Production and Consumption in the Classroom

This semester I have to complete a thirty-seven-hour practicum for one of my education classes. The school in which I have been placed in is a very small and rural school not too far from Geneseo and also not too far from my own personal high school that I attended. Although, not very far away the culture shock that I have experienced has been substantial. Throughout the time that I have spent at this school so far, I have learned that a great deal of the students within the high school is at a reading level that is significantly lower than what it should be. With so many struggling students within the school I have interpreted that many of the teachers feel as if there is nothing to be done, other than just present them with the curriculum and hope for the best.

In the midst of being shocked at how many students struggle academically, I, of course, had many questions flowing in and out of my head. One broad and an overarching question that I keep going back to is, where did it all go wrong for these students? This experience and this question resurfaced my mind during my group collaborations this past week in regard to our group blog post. As a group we at one point explored the idea of production and consumption, of course corresponding to sustainability, however, I got thinking about how it could relate to education. Looking at this idea through a lens of education, I personally see educators acting as the production and the students acting as the consumers.

Now you may be wondering how these two very different things connect and that is understandable. It was not until my group developed the statement, “the producer of a system are rarely the consumers of the products that they develop,” that I personally was able to make the connection myself. As a future educator, I would be placed in the producer category. I will be the person producing and constructing ways to convey the curriculum to the students, otherwise known as the consumers. And the students will be expected to receive and engage with that curriculum, just as consumers do when they receive goods.

Supplied data>
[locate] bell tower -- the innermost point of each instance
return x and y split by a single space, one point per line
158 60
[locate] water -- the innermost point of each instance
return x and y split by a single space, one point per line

Exercise 1> Return the part of the essay on production and consumption in the classroom starting at "Now you may" and ending at "they receive goods.", copied word for word.
Exercise 2> Carry the essay on production and consumption in the classroom forward from its last sentence.

Task result 1>
Now you may be wondering how these two very different things connect and that is understandable. It was not until my group developed the statement, “the producer of a system are rarely the consumers of the products that they develop,” that I personally was able to make the connection myself. As a future educator, I would be placed in the producer category. I will be the person producing and constructing ways to convey the curriculum to the students, otherwise known as the consumers. And the students will be expected to receive and engage with that curriculum, just as consumers do when they receive goods.

Task result 2>
Going back to my question, where did it all go wrong? I find myself believing that the producer and consumer relationship is what is wrong. A teacher should not act as a producer and a student should not hold the role of a consumer, however, unfortunately, this is the way in which many classrooms are running, and I have seen this first hand throughout my time at my practicum placement. As a future educator, my hope is to learn through my own curriculum, my own mistakes, and my own students. I do not believe that an educator should approach their students with the mindset that they have nothing to learn from them. Teachers should know that just like their students, they also are going to act as “consumers of the products they [producers] develop.” I believe that when a teacher develops a classroom setting in which they believe they can learn something from their own students that many doors for growth and opportunity will be opened.